**DOCUMENT PASSAGE**
┌────────

By Gavin Gibbon
Rizwan Sajan says his account was cloned and friends asked for rogue donations on his behalf
The founder and chairman of Dubai-based Danube Group, Rizwan Sajan, is taking legal action after falling victim to a cybercriminal, who solicited donations through a fake Facebook account under the Indian billionaire businessman’s name.
According to a release from the company, a cloned account was set up and contact was made with Sajan’s friends, requesting donations to an online crowd-funding platform based out of India, claiming to support a child suffering from a blood disorder.
In a posting on Facebook, Sajan confirmed that the matter was in the hands of Dubai Police. He said: “Please note that someone has again created a fake account under my name and is sending random messages to many of my friends.
“If you get a friend request or any such random message asking for contributions or donations, do not respond to them or revert to any messages. We have already processed a cyber-complaint and hope to catch the culprit soon.”
According to Kaspersky, the average cost of a cyberattack rose to between $108,000 and $1.4 billion in 2019, while the average global spend on security products and services is estimated at a new high of $124bn.

└────────

**DATA PROVIDED**

┌────────

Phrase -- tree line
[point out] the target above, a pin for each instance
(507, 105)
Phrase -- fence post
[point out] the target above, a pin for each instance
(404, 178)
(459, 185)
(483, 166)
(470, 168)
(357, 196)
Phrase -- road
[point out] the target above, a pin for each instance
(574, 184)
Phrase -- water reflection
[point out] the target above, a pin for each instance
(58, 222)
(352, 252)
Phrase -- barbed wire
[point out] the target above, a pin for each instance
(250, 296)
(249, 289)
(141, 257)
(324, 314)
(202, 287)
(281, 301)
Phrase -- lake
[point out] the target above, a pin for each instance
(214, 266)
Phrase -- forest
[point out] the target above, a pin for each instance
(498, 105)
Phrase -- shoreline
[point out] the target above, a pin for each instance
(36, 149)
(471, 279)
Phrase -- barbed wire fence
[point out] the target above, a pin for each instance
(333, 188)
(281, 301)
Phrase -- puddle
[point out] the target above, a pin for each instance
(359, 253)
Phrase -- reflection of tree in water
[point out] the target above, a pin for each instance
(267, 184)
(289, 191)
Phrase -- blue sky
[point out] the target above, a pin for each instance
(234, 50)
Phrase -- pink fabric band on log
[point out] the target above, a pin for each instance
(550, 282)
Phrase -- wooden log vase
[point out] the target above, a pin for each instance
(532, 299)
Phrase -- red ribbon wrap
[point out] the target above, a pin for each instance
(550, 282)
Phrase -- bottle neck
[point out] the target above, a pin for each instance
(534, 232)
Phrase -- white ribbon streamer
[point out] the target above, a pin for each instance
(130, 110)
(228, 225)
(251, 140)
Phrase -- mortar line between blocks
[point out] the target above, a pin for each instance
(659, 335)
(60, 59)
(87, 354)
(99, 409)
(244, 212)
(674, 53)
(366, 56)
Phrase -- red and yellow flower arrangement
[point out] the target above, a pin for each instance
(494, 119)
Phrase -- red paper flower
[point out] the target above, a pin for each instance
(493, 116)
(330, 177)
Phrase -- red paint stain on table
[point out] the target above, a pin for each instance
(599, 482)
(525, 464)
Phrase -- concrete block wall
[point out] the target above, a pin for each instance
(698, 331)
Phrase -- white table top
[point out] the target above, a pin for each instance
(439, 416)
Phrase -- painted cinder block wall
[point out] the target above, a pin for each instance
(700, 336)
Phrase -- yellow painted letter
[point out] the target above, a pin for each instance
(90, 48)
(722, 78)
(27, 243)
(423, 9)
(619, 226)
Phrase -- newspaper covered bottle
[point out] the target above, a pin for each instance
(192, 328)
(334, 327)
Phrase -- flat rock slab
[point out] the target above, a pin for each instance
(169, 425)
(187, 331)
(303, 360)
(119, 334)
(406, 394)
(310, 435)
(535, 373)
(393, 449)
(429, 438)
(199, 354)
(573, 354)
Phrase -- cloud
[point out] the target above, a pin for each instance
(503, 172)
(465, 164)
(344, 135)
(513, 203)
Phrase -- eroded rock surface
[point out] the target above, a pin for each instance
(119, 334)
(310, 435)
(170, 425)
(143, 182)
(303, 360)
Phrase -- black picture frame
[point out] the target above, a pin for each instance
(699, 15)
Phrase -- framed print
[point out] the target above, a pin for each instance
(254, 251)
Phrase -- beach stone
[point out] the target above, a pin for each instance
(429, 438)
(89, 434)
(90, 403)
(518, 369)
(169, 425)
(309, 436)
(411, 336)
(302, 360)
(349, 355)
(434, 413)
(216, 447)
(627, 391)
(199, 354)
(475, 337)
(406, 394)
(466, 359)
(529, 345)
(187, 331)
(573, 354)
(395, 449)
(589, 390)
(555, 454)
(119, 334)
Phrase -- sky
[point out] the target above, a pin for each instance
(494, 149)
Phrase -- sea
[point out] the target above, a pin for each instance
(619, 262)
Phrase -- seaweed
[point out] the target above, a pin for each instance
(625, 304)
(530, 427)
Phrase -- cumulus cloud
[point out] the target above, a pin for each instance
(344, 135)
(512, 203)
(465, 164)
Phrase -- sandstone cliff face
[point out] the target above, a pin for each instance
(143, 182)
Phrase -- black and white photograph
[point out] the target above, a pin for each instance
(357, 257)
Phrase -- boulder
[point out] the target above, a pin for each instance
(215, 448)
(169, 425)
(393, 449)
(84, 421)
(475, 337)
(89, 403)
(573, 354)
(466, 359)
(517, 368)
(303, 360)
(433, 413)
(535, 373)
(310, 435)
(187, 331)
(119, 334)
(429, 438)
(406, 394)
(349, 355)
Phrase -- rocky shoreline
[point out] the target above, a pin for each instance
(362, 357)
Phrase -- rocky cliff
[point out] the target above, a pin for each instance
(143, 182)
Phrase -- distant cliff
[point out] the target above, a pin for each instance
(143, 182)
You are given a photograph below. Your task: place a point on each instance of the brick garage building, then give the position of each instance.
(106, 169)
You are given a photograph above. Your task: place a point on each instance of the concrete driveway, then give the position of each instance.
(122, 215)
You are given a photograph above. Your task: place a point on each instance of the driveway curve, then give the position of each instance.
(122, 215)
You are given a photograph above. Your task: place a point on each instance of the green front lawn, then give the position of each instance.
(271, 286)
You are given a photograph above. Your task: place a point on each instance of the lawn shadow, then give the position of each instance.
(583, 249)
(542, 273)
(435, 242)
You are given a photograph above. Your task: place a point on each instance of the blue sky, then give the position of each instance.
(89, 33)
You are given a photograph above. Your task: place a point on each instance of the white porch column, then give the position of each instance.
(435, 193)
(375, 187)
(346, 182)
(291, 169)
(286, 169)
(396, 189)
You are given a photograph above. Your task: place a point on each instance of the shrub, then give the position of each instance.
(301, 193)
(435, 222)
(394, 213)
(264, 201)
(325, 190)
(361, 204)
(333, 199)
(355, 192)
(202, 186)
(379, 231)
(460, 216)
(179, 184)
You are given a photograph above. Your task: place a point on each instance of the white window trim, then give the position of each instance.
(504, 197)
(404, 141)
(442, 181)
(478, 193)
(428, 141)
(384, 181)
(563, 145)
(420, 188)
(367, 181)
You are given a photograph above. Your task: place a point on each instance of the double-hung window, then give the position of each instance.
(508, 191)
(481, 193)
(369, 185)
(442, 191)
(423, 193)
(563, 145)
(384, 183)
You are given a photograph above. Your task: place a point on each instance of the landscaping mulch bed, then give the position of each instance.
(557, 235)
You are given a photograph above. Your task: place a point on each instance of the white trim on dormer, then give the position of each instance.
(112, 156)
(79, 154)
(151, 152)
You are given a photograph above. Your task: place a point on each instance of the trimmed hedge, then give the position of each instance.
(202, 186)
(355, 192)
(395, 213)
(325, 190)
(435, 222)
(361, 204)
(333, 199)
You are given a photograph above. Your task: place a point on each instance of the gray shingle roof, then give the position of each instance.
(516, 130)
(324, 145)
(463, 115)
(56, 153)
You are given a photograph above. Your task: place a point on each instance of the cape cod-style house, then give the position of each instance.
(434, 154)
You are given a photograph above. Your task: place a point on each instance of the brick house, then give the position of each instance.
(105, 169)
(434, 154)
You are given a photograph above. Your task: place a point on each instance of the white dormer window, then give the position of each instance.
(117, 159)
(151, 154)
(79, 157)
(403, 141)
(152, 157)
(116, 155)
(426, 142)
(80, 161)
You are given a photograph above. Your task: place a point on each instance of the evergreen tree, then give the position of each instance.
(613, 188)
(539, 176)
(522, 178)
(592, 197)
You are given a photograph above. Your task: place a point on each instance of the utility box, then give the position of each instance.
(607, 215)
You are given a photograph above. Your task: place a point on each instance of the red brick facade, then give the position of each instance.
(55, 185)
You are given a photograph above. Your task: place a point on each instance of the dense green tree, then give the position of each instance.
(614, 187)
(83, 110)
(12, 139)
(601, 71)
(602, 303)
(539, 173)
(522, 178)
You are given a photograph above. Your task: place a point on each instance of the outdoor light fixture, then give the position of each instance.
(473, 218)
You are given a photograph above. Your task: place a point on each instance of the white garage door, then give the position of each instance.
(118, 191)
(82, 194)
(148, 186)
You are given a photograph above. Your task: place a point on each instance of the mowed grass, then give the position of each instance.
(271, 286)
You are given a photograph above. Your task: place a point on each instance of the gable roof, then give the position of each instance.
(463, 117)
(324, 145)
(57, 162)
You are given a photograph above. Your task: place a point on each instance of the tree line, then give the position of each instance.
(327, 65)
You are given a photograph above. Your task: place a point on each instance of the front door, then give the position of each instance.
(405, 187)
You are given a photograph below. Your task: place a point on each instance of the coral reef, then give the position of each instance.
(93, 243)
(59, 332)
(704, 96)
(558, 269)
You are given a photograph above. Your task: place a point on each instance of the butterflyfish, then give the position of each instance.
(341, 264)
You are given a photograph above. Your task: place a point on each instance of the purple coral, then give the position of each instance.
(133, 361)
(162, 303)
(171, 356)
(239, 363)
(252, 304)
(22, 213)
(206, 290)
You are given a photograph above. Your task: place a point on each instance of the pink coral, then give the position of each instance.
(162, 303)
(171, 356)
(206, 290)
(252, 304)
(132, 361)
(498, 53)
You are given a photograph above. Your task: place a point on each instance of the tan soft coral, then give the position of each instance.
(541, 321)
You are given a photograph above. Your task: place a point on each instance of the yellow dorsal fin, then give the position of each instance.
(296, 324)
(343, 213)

└────────

**EXERCISES**
1. Repeat the part of the article on Rizwan Sajan's fake Facebook account that starts at "According to a" and ends at "of my friends.", with no changes.
2. For each statement, say whether it agrees with the article on Rizwan Sajan's fake Facebook account. Answer yes or no and quote the words from the article that decide it.
(a) The cloned account asked Sajan's friends for donations to a crowd-funding platform based in India.
(b) Sajan said the matter was being handled by Abu Dhabi Police.
(c) Sajan told people to reply to such messages so the culprit could be traced.
3. Take the article on Rizwan Sajan's fake Facebook account further, beginning after its final sentence.

**ANSWER SECTION**
1.
According to a release from the company, a cloned account was set up and contact was made with Sajan’s friends, requesting donations to an online crowd-funding platform based out of India, claiming to support a child suffering from a blood disorder.
In a posting on Facebook, Sajan confirmed that the matter was in the hands of Dubai Police. He said: “Please note that someone has again created a fake account under my name and is sending random messages to many of my friends.

2.
(a) Yes: "requesting donations to an online crowd-funding platform based out of India"
(b) No: "the matter was in the hands of Dubai Police"
(c) No: "do not respond to them or revert to any messages"

3.
“I was devastated when I came to know that somebody is using my name to rip people off during these tough times. I quickly reported the issue with Facebook to close the account which was taken down soon after, while I also filed a case with the cybercrime unit of Dubai Police for legal action,” added Sajan.
The news comes as it was revealed cybercrime is becoming an even greater threat during the Covid-19 pandemic, forcing the United Nations to issue a global warning just a few days ago.
Izumi Nakamitsu, United Nations Under-Secretary-General of Disarmament Affairs, told an informal meeting of the UN Security Council on Friday that “there have also been worrying reports of attacks against health care organisations and medical research facilities worldwide”.
She said growing digital dependency has increased the vulnerability to cyberattacks, and “it is estimated that one such attack takes place every 39 seconds”.
Sajan added: “I urge everyone to be vigilant against such scams as this is a growing phenomenon.”